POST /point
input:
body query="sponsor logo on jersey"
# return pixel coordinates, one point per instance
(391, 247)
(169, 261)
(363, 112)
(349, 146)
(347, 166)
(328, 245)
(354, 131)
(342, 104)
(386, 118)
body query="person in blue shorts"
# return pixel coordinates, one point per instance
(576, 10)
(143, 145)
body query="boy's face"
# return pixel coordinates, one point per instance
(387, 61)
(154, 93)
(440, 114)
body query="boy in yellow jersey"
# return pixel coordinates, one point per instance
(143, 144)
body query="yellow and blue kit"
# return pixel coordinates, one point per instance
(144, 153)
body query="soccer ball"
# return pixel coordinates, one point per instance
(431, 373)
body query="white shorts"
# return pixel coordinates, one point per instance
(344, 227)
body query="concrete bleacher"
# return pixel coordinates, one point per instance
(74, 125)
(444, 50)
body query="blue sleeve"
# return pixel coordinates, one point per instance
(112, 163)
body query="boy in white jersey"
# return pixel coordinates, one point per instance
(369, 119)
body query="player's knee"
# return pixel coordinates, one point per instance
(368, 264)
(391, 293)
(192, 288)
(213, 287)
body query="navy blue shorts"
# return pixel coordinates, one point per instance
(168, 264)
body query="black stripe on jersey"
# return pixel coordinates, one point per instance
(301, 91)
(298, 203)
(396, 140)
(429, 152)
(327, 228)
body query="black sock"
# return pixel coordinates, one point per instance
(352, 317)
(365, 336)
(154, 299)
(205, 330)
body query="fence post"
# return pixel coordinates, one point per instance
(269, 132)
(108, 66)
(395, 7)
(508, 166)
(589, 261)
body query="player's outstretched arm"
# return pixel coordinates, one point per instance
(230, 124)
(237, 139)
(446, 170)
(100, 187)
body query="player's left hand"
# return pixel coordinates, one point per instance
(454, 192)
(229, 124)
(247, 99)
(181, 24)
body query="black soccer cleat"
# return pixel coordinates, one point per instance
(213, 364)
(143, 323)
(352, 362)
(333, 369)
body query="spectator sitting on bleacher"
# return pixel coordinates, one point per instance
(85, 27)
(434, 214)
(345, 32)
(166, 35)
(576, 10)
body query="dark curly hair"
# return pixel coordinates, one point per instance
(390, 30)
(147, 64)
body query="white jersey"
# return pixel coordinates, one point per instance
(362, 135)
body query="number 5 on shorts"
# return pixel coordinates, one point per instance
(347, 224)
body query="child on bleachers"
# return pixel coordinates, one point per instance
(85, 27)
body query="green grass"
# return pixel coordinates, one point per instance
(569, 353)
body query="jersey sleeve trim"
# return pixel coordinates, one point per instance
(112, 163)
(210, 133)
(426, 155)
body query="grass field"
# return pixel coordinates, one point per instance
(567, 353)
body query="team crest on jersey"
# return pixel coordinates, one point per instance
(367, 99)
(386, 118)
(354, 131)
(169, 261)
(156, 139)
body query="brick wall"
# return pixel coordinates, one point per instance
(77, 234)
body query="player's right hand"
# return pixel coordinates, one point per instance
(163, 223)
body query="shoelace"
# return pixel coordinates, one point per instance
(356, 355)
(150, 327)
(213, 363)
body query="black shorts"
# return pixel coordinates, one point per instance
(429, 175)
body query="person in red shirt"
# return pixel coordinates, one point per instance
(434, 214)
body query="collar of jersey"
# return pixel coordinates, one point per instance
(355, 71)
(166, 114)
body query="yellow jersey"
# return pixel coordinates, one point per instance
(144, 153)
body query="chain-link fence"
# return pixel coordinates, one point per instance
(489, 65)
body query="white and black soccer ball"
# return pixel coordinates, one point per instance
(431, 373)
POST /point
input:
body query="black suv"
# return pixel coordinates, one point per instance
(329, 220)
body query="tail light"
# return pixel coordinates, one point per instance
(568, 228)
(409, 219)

- _EXERCISE OBJECTIVE_
Having read the material, transcribe all of it exactly.

- _RESPONSE_
POST /point
input:
body query="sponsor logo on jersey"
# return pixel coordinates, one point per instance
(391, 247)
(169, 261)
(363, 112)
(349, 146)
(347, 166)
(328, 245)
(354, 131)
(342, 104)
(386, 118)
body query="person in blue shorts"
# return pixel coordinates, one point per instance
(576, 10)
(143, 145)
body query="boy's face"
# return pixel coordinates, one point per instance
(387, 61)
(154, 93)
(440, 114)
body query="boy in yellow jersey"
# return pixel coordinates, one point per instance
(143, 144)
body query="yellow and blue kit"
# return pixel coordinates, one point per instance
(144, 153)
body query="soccer ball"
# return pixel coordinates, one point per instance
(431, 373)
body query="white shorts"
# return pixel coordinates, one point per instance
(344, 227)
body query="concrete bleacher"
# return pixel coordinates, one point per instance
(74, 125)
(444, 50)
body query="blue sleeve"
# return pixel coordinates, one point per instance
(112, 163)
body query="boy in white jersey"
# return pixel coordinates, one point per instance
(369, 119)
body query="player's knee"
# return pixel coordinates, one point per instance
(368, 264)
(391, 293)
(192, 288)
(213, 287)
body query="navy blue shorts"
# return pixel coordinates, one point per instance
(168, 264)
body query="black stripe on jersey"
# return pixel coordinates, one point per instance
(301, 91)
(298, 203)
(396, 140)
(429, 152)
(327, 228)
body query="black sock"
# return pixel coordinates, one point per instance
(352, 317)
(365, 336)
(154, 299)
(205, 330)
body query="fence post"
# return pixel coordinates, one point per instance
(269, 132)
(108, 66)
(395, 7)
(508, 166)
(589, 261)
body query="player's outstretched arm"
# return pixel coordinates, one point per instance
(230, 124)
(237, 139)
(446, 170)
(100, 187)
body query="player's left hand"
# return pixel coordinates, one point per instance
(454, 192)
(229, 124)
(247, 99)
(181, 24)
body query="black soccer cleat"
# return pixel coordinates, one point per instance
(213, 364)
(143, 323)
(352, 362)
(333, 369)
body query="spectator sitting on bleacher"
# return pixel coordinates, one point per instance
(85, 27)
(434, 214)
(345, 32)
(166, 35)
(576, 10)
body query="dark curly hair"
# return pixel coordinates, one point per instance
(390, 30)
(147, 64)
body query="white jersey"
# return pixel coordinates, one point per instance
(362, 135)
body query="number 5 on shorts"
# return pixel coordinates, one point per instance
(347, 224)
body query="child on bleachers"
# return pixel coordinates, one point per instance
(85, 27)
body query="green grass"
# return pixel coordinates, one point per instance
(569, 353)
body query="jersey sleeve trim"
# return pixel coordinates, one point per instance
(112, 163)
(210, 133)
(426, 155)
body query="grass field"
# return pixel coordinates, one point per instance
(567, 353)
body query="team crest on jersey"
# return pixel coordinates, one point per instance
(367, 99)
(386, 118)
(354, 131)
(169, 261)
(156, 139)
body query="brick wall"
# return pixel coordinates, one point per instance
(77, 234)
body query="player's right hand"
# return pixel coordinates, one point per instance
(163, 223)
body query="shoelace"
# return pixel coordinates, one point per instance
(356, 355)
(150, 327)
(213, 363)
body query="black shorts"
# return pixel coordinates, one point per instance
(429, 175)
body query="person in red shirt"
# return pixel coordinates, one point per instance
(434, 214)
body query="collar of jersey"
# return pixel coordinates, one point per instance
(355, 71)
(166, 114)
body query="yellow jersey"
# return pixel coordinates, one point per instance
(144, 153)
body query="chain-link fence"
# return pixel coordinates, one point per instance
(489, 65)
body query="white and black soccer ball"
# return pixel coordinates, one point per instance
(431, 373)
POST /point
input:
body query="black suv"
# return pixel coordinates, one point per instance
(329, 220)
body query="tail light"
# return pixel coordinates, one point per instance
(568, 228)
(409, 219)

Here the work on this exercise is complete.